→ Text provided:

=== Begin Enclosure ===

As a result of these losses, petitioners made changes in their operation such as purchasing the Morgan Hill ranch and recalling their horses from their trainer. By the time of trial, petitioners realized they were not going to profit from their activity except for asset appreciation; consequently, they were attempting to sell the ranch. We believe this fact further indicates that petitioners conducted their horse operation with the intent to make a profit. See Brown v. Commissioner, 36 T.C.M. 77, 46 P-H Memo T.C. par. 77,015 (1977).

=== End Enclosure ===

→ Work instruction:
Write out the passage on the horse operation again from "As a result" to "par. 77,015 (1977).", switching every "ranch" to "farm".

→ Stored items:
=== Begin Enclosure ===

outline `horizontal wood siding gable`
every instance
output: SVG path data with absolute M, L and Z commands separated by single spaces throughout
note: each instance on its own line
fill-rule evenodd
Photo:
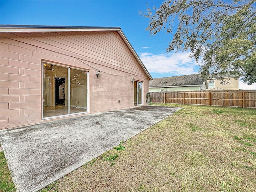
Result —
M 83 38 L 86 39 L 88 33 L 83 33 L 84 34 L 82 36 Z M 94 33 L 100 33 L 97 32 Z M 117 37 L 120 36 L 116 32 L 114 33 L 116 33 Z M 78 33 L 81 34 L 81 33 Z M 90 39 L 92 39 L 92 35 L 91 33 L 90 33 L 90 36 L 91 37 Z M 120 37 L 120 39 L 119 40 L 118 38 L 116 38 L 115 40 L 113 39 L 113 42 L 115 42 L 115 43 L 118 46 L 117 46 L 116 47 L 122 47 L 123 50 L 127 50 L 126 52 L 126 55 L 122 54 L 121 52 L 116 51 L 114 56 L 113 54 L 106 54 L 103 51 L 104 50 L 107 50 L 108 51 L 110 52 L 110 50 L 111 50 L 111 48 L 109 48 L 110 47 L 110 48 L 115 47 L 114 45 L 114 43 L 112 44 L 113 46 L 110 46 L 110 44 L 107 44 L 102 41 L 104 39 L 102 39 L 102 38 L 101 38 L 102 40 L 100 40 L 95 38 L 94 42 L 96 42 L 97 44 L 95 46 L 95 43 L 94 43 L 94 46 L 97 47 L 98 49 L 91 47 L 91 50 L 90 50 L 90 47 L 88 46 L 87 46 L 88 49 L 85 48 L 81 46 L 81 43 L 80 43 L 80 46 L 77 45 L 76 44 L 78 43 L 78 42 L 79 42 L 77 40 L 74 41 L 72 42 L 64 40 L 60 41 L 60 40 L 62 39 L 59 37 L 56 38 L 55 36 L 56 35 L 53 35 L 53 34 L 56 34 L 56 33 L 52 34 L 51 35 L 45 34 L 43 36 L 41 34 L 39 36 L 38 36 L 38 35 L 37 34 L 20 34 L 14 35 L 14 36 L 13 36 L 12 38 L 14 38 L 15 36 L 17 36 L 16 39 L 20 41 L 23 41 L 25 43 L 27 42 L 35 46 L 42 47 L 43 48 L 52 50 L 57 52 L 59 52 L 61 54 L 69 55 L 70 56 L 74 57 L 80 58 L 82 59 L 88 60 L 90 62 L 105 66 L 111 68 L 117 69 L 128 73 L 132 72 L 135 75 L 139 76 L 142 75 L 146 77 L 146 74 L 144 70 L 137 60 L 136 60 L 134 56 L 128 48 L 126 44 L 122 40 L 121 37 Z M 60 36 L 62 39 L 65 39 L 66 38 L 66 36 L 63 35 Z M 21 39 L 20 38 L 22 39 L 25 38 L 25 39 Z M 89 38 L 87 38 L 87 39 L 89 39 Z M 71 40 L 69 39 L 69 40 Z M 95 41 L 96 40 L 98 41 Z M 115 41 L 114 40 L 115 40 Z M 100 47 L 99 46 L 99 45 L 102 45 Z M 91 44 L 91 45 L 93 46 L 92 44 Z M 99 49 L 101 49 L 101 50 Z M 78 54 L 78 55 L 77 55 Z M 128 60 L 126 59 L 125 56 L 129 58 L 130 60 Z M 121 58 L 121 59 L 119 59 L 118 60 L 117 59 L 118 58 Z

=== End Enclosure ===
=== Begin Enclosure ===

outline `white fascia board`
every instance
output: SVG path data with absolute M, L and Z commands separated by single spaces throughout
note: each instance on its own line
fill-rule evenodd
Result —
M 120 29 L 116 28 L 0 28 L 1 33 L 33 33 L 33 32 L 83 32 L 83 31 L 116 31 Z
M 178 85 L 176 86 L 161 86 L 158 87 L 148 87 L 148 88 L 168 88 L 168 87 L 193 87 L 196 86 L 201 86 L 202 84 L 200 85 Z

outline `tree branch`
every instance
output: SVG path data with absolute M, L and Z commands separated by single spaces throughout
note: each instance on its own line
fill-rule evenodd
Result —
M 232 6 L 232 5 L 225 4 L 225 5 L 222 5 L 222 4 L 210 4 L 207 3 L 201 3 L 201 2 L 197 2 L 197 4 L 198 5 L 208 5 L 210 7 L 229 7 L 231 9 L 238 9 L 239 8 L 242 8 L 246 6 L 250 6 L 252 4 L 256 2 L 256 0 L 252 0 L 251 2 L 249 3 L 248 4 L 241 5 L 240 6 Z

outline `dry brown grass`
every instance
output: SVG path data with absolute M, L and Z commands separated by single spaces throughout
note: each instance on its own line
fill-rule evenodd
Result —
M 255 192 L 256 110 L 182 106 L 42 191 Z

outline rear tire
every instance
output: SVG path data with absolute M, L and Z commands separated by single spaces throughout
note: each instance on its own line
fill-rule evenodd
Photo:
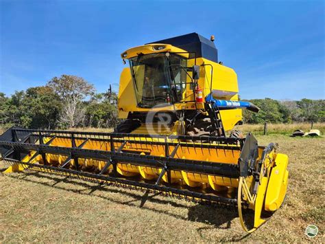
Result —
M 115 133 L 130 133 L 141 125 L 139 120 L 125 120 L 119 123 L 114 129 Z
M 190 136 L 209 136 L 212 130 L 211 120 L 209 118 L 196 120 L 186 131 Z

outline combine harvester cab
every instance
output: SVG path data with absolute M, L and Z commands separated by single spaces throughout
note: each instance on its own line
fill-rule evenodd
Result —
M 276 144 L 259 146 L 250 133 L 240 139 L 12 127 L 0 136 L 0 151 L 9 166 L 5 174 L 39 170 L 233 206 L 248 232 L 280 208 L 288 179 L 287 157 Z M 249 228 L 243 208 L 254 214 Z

=== End Enclosure ===
=== Begin Enclosure ===

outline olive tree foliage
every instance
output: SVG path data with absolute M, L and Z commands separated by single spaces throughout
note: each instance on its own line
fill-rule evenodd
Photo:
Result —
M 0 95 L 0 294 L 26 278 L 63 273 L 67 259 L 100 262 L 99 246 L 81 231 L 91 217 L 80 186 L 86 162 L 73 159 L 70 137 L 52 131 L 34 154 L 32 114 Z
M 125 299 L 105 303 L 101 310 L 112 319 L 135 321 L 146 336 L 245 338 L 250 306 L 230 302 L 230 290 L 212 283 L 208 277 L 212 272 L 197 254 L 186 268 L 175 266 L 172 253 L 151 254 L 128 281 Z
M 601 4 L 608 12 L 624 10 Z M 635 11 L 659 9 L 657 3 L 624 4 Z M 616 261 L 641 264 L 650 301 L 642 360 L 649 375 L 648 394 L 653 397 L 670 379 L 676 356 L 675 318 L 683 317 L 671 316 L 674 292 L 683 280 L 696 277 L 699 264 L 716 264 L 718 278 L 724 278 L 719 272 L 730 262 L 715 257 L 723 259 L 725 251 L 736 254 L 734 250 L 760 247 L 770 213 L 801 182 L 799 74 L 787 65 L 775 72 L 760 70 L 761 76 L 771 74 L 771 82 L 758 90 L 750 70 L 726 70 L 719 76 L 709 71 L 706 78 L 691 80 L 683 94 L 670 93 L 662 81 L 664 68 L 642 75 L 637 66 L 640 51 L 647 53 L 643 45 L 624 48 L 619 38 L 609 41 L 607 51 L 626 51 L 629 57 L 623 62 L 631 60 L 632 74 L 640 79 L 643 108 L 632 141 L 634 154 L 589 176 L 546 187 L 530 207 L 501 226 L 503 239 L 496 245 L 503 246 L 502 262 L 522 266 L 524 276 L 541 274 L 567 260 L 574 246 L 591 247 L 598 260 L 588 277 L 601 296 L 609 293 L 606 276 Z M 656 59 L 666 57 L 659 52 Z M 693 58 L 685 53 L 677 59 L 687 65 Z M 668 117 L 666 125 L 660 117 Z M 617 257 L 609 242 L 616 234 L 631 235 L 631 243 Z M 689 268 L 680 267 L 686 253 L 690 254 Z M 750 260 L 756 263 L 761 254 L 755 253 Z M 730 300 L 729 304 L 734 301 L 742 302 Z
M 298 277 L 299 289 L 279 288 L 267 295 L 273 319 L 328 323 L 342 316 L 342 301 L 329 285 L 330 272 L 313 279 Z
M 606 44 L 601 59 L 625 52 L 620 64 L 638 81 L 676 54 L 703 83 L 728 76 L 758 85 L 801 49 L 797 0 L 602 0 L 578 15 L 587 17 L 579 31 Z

=== End Enclosure ===

→ Result of the task:
As a result of these losses, petitioners made changes in their operation such as purchasing the Morgan Hill farm and recalling their horses from their trainer. By the time of trial, petitioners realized they were not going to profit from their activity except for asset appreciation; consequently, they were attempting to sell the farm. We believe this fact further indicates that petitioners conducted their horse operation with the intent to make a profit. See Brown v. Commissioner, 36 T.C.M. 77, 46 P-H Memo T.C. par. 77,015 (1977).